STATED GOAL:
Count the lines in the listing below that contain the string "grass" with matching case, and reply with only that number.

---------- DATA RECORDS ----------

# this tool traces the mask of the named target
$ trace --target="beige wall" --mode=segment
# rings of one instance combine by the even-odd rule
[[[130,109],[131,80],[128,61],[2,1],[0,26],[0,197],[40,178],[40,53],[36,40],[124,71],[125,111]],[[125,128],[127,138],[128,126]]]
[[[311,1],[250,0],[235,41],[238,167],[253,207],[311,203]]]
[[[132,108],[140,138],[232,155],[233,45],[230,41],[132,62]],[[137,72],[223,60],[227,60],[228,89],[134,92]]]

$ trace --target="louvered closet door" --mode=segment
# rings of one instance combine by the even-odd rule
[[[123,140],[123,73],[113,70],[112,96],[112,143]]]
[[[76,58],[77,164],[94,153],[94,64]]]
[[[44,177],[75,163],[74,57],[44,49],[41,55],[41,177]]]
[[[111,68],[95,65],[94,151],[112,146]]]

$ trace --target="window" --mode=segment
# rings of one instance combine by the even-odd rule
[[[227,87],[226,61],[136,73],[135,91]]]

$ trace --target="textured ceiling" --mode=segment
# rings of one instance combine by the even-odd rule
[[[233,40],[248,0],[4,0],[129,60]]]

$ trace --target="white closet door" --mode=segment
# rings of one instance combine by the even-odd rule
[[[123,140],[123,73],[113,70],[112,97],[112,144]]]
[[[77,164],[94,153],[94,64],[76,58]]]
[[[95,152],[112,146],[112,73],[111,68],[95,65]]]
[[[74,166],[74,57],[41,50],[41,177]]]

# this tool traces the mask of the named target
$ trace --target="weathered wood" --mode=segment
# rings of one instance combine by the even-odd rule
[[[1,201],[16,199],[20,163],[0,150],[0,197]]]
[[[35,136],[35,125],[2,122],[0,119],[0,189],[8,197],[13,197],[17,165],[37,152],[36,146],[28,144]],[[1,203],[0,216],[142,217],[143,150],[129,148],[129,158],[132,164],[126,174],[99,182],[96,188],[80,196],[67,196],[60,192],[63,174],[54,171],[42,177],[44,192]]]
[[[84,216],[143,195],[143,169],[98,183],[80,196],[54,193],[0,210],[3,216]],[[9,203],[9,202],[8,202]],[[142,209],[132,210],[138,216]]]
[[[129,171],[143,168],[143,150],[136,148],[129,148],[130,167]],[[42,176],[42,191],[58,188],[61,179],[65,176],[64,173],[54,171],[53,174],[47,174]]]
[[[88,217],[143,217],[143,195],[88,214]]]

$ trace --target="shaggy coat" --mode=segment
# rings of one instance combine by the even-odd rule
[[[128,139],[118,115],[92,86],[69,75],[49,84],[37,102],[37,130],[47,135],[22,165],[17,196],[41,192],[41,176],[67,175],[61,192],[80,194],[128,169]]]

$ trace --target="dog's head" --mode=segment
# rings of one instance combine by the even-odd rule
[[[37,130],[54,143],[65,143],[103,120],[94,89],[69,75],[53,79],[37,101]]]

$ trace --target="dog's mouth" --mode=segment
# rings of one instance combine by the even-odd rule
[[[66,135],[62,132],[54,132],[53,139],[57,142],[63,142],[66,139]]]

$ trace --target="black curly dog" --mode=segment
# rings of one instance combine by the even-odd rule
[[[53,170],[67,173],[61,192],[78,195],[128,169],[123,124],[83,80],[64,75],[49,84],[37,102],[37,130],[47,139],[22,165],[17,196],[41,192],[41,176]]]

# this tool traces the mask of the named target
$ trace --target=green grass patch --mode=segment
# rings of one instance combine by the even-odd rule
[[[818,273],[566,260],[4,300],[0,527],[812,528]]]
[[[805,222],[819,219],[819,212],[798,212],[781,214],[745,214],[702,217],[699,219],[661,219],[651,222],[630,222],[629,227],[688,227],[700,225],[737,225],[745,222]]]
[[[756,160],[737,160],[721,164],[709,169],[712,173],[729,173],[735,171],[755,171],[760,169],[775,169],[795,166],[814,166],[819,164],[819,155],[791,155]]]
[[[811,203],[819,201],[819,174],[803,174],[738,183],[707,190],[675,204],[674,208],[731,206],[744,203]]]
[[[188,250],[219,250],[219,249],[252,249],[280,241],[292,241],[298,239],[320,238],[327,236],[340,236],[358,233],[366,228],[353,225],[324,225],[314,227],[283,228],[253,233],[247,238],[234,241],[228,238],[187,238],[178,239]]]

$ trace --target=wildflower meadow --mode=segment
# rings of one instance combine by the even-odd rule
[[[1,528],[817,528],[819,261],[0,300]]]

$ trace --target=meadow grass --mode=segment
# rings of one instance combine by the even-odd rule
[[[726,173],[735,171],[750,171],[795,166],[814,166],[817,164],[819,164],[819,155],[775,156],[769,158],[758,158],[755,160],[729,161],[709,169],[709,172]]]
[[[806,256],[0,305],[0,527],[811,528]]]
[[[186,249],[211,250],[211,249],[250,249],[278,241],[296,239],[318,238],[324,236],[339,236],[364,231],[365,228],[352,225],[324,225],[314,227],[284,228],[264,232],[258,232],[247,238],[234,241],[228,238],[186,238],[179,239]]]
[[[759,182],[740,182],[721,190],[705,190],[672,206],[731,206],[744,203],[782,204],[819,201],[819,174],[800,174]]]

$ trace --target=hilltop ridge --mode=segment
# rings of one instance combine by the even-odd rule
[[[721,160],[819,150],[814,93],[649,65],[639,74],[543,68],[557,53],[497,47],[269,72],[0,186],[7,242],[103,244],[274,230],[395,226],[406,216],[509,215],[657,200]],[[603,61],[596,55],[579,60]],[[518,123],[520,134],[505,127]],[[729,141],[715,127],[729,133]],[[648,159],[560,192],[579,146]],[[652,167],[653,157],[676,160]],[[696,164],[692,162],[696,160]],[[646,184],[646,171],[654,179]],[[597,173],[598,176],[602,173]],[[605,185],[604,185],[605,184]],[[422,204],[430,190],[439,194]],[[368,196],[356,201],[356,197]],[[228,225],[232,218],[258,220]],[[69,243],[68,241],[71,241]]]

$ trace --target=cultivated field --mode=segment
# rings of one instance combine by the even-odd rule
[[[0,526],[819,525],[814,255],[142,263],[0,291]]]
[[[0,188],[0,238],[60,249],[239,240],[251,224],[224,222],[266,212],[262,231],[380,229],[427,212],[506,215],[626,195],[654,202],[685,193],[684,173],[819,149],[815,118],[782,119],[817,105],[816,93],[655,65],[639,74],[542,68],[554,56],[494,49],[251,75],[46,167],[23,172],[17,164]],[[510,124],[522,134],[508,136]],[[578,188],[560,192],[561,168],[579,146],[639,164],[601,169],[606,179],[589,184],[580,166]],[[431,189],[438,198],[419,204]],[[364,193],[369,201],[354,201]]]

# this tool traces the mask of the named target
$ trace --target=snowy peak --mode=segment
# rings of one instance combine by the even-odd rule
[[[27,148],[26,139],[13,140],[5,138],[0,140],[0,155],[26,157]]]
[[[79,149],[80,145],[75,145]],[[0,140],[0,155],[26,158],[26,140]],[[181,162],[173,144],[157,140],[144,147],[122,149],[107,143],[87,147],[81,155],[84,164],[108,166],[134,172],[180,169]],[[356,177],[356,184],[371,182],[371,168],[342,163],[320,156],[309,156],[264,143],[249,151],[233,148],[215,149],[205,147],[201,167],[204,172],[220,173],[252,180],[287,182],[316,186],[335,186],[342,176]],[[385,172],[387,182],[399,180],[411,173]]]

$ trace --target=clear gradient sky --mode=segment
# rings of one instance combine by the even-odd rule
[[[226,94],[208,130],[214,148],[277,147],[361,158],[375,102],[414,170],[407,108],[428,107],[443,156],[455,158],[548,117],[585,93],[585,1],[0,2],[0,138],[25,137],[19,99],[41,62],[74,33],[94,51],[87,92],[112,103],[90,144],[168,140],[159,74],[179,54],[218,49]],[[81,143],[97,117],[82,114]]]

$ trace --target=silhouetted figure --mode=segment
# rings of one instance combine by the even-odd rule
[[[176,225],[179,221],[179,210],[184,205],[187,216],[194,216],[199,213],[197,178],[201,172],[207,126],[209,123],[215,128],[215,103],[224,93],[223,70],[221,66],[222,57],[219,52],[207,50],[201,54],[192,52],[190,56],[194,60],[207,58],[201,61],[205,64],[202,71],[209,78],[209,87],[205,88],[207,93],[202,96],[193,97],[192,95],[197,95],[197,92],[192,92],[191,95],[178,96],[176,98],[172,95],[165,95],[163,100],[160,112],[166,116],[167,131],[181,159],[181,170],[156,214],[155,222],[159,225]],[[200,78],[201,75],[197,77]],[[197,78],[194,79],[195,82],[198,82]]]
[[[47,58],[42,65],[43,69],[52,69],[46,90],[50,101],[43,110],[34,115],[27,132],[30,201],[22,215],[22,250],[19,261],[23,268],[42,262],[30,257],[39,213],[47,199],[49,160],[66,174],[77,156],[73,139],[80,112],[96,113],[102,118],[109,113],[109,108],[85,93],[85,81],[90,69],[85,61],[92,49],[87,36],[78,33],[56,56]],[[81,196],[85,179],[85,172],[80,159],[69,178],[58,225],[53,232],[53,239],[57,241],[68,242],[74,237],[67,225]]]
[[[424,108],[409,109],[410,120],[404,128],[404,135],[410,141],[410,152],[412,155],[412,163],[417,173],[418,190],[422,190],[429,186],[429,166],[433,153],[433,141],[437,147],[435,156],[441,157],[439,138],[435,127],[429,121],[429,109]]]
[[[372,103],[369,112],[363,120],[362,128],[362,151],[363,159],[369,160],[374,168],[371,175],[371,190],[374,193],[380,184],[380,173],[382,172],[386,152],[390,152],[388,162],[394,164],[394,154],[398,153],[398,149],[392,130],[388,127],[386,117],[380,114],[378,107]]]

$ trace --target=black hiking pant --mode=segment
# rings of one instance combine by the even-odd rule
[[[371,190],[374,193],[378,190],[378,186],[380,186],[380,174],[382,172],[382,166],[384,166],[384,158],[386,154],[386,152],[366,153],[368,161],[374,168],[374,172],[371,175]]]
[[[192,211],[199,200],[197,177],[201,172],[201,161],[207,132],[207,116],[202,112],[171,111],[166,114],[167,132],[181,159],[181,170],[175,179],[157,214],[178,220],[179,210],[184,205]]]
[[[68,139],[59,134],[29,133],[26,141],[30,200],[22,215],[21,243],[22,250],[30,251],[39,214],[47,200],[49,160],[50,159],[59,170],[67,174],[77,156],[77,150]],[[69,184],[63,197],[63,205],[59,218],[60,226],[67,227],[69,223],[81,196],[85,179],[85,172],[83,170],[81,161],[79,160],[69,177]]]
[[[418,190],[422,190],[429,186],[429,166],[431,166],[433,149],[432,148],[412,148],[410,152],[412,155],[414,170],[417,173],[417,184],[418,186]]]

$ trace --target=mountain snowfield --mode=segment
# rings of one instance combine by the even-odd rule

----------

SOLUTION TO THIS PROBLEM:
2